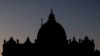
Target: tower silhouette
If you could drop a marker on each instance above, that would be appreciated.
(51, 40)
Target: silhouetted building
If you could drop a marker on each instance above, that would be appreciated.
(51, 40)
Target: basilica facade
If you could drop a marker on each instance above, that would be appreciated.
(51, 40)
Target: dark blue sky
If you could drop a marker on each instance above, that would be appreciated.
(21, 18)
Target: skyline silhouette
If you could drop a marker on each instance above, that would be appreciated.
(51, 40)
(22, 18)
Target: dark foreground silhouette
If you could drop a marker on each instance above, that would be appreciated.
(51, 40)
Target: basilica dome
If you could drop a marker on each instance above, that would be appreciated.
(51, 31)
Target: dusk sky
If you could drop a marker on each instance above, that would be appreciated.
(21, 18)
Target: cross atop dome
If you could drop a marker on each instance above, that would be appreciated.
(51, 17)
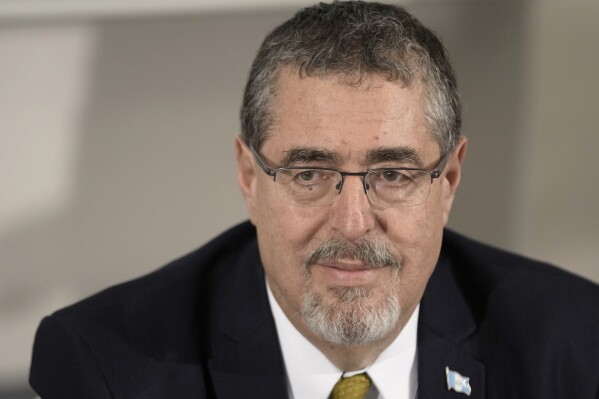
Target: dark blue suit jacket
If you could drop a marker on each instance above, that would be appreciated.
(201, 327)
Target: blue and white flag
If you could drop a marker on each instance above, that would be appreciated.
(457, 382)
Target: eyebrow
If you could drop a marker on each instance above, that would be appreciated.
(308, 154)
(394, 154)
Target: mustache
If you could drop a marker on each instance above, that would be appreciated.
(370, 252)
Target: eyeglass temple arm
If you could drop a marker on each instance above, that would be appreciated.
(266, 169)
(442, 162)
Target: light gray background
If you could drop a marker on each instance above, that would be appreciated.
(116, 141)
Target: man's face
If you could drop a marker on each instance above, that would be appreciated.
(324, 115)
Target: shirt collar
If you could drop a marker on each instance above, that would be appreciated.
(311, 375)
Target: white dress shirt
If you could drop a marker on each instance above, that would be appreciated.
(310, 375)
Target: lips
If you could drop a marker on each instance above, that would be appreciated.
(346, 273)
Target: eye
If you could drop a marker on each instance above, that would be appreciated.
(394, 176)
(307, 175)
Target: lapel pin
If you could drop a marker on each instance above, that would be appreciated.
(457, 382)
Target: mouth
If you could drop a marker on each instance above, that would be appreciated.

⁂

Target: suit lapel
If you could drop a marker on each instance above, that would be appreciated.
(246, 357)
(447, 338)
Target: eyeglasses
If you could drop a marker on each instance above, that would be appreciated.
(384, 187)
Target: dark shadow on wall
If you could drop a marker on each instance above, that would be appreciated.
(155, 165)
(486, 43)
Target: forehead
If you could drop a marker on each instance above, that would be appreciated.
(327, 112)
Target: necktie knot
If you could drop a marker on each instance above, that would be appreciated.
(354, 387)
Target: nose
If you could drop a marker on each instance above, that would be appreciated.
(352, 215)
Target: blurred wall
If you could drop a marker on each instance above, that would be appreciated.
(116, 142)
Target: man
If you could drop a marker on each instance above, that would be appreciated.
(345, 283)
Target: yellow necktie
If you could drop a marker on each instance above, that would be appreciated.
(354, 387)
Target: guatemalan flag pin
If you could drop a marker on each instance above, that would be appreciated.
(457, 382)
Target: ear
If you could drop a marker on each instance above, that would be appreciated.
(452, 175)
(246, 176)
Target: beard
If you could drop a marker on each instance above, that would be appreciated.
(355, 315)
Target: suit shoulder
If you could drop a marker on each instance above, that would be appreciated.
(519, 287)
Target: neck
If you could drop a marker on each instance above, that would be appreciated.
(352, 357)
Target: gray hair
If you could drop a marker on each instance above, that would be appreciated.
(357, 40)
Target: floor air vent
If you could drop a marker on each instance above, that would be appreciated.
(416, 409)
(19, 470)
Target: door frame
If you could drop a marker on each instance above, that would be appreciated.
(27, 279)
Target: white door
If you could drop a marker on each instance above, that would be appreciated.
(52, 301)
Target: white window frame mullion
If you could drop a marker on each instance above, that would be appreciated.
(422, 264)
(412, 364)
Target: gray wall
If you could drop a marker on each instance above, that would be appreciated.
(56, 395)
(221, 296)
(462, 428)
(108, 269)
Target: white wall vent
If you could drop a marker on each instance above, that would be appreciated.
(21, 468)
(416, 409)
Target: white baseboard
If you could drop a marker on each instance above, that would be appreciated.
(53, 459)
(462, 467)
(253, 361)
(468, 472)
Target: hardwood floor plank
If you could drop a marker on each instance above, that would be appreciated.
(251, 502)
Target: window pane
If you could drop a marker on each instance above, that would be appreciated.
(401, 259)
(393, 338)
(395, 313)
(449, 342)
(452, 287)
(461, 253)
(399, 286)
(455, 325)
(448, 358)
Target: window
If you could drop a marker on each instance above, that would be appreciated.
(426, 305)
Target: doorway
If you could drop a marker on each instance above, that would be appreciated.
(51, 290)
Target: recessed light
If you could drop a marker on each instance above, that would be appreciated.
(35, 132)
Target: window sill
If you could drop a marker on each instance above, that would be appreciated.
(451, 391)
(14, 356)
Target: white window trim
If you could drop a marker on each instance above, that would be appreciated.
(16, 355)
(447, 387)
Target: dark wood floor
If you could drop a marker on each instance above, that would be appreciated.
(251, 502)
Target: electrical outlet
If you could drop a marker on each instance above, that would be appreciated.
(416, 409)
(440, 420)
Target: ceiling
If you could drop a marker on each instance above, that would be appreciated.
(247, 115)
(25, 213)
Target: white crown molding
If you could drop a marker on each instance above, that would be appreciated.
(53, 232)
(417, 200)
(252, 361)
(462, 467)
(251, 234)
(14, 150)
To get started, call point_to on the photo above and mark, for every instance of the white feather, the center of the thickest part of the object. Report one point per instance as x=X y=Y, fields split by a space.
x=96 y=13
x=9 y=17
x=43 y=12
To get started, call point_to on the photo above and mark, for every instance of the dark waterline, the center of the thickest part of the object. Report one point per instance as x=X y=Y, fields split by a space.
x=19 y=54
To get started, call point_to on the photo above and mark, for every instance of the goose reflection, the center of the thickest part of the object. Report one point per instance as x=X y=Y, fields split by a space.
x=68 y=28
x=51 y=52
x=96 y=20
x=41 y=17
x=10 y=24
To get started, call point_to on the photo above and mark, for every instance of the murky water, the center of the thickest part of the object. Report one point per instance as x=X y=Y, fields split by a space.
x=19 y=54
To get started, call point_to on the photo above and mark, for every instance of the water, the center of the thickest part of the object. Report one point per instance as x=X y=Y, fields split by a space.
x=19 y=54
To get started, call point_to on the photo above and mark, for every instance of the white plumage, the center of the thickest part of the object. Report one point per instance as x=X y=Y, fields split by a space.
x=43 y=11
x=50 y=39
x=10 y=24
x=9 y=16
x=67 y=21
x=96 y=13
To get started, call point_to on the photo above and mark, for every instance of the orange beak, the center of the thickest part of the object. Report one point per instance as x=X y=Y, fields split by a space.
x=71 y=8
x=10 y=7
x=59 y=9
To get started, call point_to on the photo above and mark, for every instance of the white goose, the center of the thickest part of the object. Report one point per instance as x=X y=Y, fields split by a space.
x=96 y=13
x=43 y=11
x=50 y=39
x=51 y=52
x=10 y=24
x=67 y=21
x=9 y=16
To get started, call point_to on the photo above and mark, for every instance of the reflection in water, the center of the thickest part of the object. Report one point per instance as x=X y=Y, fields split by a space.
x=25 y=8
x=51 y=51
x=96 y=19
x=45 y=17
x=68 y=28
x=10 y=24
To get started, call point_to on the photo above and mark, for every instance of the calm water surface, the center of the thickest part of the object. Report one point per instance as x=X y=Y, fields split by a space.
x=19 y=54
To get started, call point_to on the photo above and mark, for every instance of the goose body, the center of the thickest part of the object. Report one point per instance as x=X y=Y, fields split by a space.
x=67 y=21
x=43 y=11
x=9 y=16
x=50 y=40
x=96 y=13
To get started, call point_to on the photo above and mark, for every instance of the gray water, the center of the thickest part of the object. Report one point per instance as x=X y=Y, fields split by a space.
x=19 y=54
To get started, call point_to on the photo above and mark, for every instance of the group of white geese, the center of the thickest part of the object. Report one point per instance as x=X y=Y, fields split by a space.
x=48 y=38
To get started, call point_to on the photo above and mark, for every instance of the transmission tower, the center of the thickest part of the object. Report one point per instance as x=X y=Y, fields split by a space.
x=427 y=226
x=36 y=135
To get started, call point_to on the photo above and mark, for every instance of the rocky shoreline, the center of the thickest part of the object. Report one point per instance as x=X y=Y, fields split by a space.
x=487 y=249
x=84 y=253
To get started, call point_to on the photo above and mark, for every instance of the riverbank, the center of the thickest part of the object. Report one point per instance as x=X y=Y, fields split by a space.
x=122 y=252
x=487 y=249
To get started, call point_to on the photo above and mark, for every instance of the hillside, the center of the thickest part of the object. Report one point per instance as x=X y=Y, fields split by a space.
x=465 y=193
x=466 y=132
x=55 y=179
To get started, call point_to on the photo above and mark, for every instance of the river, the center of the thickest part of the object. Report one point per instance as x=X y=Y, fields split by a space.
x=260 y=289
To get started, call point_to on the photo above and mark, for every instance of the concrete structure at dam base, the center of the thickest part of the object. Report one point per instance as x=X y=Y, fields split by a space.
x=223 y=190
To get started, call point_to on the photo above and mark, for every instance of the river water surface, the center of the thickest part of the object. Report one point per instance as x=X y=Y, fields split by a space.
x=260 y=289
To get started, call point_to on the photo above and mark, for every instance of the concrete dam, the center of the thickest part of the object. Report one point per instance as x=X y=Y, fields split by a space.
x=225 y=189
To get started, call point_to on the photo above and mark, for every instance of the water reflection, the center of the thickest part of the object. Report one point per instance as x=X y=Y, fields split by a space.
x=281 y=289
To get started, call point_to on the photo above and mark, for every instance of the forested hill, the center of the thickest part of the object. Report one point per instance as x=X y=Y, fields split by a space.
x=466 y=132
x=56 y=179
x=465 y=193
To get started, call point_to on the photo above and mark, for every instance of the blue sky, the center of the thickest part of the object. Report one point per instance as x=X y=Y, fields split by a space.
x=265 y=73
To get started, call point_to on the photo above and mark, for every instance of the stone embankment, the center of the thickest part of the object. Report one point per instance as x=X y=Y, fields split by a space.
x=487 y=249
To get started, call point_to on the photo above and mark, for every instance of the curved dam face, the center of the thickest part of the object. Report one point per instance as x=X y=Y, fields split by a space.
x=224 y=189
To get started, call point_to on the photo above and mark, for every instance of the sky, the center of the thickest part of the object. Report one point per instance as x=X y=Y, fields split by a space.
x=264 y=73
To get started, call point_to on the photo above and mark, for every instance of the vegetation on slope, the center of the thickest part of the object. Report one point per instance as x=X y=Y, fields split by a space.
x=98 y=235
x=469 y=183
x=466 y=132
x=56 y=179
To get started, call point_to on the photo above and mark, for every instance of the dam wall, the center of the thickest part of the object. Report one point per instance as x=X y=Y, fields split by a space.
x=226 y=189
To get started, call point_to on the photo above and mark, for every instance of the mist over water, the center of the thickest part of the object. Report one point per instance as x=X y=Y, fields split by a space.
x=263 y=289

⁂

Repeat word for word the lines from the line containing "of the mist" to the line containing "x=263 y=289", both included.

To get started, call point_to on the photo above and mark, for every instance of the mist over water, the center of the thickest part of the object. Report one point per instance as x=X y=Y, fields split by a space.
x=263 y=289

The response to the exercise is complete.